### Provided passage
- - - - - - -

July 14, 2013
Characters: (approximate net point total)
Dryst, halfling wizard (276 points)
Galen Longtread, human scout (300 points)
Red Raggi, human berserker (?? points, NPC)
Vryce, human knight (346 points)
Lucky Pete, one-handed human guard (not many points, NPC)
Still in town:
Borriz, dwarven knight (310 points)
Christoph, human scout (258 points)
Chuck Morris, human martial artist (251 points)
Honus Honusson, human barbarian (292 points)
Father Hans, human cleric (?? points, NPC)
We had three players this session - but lucky for them Red Raggi Ragnarsson was around, but unluckily Father Hans the Healer was not. They're considering tracking Hans down and putting him on retainer so he's always available. I told them if they pay monthly or weekly, the guy is just there. If they pay a day rate, they have to re-find him each time. Hiring for spot work is like that.
There were also three volunteer hirelings this time - Lucky Pete, a one-handed swordsman; Borgnar the Bold, tough barbarian; and Zeke Spearman, a mercenary spearman. Volunteers? Yep. Word of the increasing success and routinely good hauls (and steady bonuses to hirelings) has attracted some volunteers. Hirelings who just showed up, offered their services, and asked only for a bonus if they made a good impression. Naturally, the kind of guys who'll offer their services free of charge for a potentially fatal mission aren't exactly the highest quality. But despite that, the group decided that one-handed "Lucky Pete" was a good pickup and brought him along. Dryst magically made him a shield to carry on his off-, er, arm, since he had no hand.
They gathered some rumors, hearing a mixed bag of rumors of gnomes gone bad (aka hell gnomes), the efficacy of salt versus zombies, and other semi-useful stuff. They also heard someone a year or so back went up to the dungeon with what he claimed was a legendary dragon-slaying sword . . . and didn't come back.
Otherwise it was pretty routine - pay upkeep, gather the group, buy some potions, and head up to the dungeon. They brought the bridge, even though the goal was the go in through the tower or well.
An abortive try at the tower cost them a Created Servant, thanks to that black fire. So they went in through the well, and right down to level two.
The goal was, kill the fire-men. Last them they tried this, it was pretty disastrous. They got mown down by fireballs at range. This time, they were ready - at long last Dryst had learned all the prereqs for Resist Fire, and learned the spell.

- - - - - - -

(Rows contained in a dataset)
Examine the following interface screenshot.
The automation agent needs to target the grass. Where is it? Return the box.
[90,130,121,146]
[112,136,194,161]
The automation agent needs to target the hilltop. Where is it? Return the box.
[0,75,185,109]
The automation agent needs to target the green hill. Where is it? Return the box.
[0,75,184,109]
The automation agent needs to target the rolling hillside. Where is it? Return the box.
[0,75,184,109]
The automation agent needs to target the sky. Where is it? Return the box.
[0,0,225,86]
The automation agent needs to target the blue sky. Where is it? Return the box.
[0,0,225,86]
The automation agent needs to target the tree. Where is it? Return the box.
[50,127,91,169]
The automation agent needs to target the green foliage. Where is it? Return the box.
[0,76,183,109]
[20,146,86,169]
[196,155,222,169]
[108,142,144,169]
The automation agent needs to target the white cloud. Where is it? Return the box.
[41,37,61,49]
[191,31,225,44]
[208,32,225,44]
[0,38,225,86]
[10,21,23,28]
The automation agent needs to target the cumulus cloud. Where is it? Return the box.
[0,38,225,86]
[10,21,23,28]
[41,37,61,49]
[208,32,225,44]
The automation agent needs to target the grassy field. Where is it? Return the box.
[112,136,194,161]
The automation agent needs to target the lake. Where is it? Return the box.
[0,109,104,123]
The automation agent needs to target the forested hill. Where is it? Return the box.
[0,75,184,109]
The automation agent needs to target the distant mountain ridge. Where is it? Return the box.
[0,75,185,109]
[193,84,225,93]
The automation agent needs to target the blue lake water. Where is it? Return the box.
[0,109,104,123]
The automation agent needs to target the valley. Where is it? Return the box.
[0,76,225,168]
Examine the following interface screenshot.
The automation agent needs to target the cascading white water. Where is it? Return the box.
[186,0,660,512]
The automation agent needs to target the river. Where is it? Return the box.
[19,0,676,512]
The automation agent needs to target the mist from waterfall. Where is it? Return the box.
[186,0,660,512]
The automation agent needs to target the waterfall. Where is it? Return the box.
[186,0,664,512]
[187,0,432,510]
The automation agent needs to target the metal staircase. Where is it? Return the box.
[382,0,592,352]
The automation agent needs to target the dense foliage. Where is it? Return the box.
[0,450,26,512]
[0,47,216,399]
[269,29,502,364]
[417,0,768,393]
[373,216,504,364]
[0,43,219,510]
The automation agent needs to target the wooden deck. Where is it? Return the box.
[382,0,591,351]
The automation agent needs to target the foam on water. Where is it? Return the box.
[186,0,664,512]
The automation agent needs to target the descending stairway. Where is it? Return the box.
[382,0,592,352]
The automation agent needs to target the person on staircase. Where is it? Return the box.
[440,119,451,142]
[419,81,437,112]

- - - - - - -

### Exercise brief
Write out everything in the session report from "Honus Honusson, human" down to "is like that.".

### Written solution
Honus Honusson, human barbarian (292 points)
Father Hans, human cleric (?? points, NPC)
We had three players this session - but lucky for them Red Raggi Ragnarsson was around, but unluckily Father Hans the Healer was not. They're considering tracking Hans down and putting him on retainer so he's always available. I told them if they pay monthly or weekly, the guy is just there. If they pay a day rate, they have to re-find him each time. Hiring for spot work is like that.